# Object detection data
========================

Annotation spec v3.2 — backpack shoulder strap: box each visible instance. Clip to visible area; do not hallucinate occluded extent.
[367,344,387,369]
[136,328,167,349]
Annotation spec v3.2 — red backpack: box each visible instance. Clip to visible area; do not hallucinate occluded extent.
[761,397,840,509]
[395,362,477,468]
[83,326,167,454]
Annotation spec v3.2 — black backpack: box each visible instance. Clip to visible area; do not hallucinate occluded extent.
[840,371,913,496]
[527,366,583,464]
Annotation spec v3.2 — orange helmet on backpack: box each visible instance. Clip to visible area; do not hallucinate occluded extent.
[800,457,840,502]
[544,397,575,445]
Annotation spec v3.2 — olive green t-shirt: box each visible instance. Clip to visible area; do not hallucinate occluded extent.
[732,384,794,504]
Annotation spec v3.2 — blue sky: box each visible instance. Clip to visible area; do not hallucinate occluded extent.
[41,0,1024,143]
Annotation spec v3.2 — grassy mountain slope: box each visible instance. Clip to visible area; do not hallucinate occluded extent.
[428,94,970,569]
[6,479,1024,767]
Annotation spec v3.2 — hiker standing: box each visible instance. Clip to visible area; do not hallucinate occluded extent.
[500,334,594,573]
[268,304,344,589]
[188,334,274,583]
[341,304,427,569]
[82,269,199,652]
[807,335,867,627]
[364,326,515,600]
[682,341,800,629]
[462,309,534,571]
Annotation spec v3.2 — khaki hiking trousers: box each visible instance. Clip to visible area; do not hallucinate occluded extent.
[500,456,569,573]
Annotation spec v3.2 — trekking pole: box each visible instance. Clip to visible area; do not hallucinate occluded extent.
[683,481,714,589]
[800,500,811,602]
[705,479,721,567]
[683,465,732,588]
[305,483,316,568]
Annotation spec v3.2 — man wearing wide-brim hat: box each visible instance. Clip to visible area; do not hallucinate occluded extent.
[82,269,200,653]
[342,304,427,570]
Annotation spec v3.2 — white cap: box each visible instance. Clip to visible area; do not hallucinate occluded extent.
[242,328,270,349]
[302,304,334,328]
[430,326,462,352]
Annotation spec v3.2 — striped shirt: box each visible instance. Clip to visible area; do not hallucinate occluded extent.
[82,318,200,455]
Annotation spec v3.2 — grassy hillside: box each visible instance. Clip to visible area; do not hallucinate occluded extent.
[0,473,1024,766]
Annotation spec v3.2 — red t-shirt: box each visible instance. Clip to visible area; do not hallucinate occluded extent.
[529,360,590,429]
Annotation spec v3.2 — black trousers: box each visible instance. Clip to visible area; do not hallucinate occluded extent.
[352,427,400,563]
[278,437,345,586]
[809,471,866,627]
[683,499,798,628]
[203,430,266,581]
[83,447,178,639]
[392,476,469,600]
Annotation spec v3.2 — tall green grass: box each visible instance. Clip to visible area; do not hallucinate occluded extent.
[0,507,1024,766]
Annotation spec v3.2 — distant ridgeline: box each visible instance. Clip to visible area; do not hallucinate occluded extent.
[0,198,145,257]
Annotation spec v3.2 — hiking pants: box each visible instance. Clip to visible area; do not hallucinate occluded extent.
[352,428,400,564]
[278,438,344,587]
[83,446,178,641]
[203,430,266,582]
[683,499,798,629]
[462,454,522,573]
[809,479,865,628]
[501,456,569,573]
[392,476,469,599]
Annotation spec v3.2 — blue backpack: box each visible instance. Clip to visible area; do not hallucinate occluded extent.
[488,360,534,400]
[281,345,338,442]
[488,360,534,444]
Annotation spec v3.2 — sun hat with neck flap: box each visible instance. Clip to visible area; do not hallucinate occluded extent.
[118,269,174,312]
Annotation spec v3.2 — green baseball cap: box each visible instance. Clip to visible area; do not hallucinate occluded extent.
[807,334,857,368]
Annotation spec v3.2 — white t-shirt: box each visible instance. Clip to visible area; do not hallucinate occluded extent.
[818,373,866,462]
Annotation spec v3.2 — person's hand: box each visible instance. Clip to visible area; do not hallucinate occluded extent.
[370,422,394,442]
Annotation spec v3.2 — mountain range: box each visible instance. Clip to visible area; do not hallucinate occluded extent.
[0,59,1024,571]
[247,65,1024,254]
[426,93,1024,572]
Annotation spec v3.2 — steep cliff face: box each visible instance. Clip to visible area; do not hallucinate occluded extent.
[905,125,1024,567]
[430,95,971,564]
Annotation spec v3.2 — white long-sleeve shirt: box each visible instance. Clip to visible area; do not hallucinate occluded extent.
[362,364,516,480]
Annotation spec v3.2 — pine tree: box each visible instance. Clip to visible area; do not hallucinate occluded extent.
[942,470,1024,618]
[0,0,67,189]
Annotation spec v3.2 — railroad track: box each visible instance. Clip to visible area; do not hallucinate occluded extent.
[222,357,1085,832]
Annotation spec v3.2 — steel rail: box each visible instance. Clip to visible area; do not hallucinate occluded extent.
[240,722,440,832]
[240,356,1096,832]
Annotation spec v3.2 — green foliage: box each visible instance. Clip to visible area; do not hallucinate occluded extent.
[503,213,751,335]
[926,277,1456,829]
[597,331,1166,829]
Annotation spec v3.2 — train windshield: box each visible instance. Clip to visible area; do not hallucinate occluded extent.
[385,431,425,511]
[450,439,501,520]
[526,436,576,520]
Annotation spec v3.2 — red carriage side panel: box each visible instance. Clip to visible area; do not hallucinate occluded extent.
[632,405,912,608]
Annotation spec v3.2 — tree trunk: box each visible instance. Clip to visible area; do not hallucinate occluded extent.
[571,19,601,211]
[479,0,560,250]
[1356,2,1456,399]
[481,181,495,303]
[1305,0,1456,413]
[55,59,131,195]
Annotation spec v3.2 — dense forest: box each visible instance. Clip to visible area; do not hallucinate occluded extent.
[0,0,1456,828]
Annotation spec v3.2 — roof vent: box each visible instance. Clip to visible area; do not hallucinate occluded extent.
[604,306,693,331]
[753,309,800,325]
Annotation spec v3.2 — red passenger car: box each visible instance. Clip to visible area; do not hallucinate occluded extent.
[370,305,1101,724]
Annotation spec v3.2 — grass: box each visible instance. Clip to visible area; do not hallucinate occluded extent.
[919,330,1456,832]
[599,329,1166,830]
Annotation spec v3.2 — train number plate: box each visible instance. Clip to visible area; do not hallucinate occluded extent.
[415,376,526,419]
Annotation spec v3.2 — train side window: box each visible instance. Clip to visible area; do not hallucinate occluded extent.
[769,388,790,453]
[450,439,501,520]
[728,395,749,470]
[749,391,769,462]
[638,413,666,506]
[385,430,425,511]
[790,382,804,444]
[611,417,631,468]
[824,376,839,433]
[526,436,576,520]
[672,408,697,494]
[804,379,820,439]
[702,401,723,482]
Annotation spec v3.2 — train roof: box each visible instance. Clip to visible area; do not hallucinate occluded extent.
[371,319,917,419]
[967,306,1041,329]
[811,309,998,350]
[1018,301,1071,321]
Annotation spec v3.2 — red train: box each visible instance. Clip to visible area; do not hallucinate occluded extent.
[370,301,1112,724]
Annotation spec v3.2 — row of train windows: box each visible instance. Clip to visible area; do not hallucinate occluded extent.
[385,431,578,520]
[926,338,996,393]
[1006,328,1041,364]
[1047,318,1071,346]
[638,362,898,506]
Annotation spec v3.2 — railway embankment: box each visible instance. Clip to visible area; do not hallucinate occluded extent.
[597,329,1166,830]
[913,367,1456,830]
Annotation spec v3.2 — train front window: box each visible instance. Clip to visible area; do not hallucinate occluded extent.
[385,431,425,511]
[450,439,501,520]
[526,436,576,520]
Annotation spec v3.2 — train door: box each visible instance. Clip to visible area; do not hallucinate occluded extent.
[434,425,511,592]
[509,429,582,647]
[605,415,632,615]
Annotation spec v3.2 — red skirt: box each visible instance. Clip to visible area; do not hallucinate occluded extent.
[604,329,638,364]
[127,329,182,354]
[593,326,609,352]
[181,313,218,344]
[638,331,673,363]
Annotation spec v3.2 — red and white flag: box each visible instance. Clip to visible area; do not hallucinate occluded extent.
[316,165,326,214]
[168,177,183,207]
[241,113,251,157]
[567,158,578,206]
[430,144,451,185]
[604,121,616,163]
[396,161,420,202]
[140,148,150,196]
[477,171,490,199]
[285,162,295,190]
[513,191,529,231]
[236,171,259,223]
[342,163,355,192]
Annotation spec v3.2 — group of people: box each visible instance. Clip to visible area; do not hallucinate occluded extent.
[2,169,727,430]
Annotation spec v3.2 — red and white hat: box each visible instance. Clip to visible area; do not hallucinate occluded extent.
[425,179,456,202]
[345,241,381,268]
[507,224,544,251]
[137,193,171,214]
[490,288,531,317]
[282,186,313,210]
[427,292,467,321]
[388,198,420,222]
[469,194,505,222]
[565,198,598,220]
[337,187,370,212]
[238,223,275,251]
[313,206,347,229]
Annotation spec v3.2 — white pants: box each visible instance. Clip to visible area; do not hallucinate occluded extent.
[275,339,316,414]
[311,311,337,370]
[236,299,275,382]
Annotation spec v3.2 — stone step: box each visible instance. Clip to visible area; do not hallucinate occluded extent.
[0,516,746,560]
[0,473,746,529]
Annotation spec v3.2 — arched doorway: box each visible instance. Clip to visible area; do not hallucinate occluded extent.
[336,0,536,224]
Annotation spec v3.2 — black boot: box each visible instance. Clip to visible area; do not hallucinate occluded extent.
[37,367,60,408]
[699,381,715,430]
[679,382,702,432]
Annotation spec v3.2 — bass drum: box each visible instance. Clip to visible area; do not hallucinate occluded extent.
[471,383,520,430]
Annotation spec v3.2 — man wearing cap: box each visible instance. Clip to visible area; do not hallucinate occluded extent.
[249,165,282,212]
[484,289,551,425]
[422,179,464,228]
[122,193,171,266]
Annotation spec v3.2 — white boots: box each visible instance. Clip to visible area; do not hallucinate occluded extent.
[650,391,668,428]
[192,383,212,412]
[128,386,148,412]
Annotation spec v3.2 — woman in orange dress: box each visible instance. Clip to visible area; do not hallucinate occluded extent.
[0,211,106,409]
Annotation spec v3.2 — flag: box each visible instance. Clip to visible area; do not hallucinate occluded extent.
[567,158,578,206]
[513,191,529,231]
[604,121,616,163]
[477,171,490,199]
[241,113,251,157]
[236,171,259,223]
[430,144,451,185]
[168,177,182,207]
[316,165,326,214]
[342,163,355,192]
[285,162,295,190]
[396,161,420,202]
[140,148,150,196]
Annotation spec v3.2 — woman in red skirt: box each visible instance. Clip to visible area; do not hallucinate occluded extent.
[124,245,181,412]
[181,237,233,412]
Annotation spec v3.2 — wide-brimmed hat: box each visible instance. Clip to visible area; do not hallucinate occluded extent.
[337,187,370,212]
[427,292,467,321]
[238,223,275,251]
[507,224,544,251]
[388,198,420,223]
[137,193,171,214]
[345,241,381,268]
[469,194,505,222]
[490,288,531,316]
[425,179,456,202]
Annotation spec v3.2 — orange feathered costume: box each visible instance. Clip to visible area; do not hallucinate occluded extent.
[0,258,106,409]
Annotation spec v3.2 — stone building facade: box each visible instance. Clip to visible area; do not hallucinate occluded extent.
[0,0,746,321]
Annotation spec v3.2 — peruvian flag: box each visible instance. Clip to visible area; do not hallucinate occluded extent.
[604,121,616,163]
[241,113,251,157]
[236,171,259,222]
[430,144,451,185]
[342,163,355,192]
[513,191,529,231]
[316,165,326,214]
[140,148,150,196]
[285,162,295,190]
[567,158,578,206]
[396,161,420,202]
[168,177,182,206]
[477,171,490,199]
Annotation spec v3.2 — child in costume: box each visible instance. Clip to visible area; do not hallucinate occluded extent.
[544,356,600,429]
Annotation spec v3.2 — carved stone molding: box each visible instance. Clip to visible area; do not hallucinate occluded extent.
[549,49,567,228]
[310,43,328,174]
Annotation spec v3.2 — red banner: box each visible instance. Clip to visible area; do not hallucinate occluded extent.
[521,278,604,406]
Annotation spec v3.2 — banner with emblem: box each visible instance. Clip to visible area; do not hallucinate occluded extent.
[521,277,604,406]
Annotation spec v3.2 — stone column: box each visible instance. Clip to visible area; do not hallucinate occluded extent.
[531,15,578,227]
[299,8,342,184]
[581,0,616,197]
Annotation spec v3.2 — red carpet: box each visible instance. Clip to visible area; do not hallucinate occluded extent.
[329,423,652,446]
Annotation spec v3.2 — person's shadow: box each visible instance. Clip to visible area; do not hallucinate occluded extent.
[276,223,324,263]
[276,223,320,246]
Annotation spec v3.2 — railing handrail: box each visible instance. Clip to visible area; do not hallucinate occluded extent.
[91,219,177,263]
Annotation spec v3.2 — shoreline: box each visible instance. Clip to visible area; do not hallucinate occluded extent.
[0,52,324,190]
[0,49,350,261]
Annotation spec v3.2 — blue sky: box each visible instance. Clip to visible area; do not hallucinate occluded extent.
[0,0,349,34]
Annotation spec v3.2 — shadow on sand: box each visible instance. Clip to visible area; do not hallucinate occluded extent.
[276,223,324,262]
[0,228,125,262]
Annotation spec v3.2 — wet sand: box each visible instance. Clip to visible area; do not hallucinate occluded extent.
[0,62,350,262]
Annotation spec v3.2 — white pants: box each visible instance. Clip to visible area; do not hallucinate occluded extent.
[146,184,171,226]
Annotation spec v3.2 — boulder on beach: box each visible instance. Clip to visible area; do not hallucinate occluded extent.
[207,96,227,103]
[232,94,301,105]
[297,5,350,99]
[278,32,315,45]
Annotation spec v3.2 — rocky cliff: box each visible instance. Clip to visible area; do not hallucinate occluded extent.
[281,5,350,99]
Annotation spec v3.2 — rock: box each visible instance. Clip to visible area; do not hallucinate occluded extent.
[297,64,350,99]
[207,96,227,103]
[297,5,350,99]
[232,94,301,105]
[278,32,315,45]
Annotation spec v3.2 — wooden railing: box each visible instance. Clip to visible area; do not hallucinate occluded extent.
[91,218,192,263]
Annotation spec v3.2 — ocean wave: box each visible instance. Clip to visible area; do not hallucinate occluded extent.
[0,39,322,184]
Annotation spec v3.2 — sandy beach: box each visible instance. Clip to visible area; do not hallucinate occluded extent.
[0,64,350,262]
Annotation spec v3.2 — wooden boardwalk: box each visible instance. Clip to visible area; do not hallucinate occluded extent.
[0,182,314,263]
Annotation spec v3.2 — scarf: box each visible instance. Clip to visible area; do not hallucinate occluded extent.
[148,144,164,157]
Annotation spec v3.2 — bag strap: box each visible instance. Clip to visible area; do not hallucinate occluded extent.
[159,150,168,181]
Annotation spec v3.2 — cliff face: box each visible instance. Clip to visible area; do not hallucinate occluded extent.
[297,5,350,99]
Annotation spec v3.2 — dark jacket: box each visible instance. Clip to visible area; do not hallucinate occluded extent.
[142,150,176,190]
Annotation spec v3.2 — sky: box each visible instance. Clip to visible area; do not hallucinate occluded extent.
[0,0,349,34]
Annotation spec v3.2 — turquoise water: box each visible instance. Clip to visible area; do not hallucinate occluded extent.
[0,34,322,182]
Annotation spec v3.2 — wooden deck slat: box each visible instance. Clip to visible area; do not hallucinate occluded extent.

========================

# WRITTEN EXERCISE
Reproduce the lines from the one containing "Annotation spec v3.2 — red backpack: box" through the one containing "[544,397,575,445]", substituting "rucksack" for "backpack" and changing nothing else.

# REPLY
Annotation spec v3.2 — red rucksack: box each visible instance. Clip to visible area; do not hallucinate occluded extent.
[761,397,840,509]
[395,362,477,468]
[83,326,167,454]
Annotation spec v3.2 — black rucksack: box each visible instance. Clip to visible area; do not hallucinate occluded extent.
[840,371,913,496]
[527,366,583,464]
Annotation spec v3.2 — orange helmet on rucksack: box each visible instance. Clip to visible area; do not hallucinate occluded extent.
[800,457,840,502]
[544,397,575,445]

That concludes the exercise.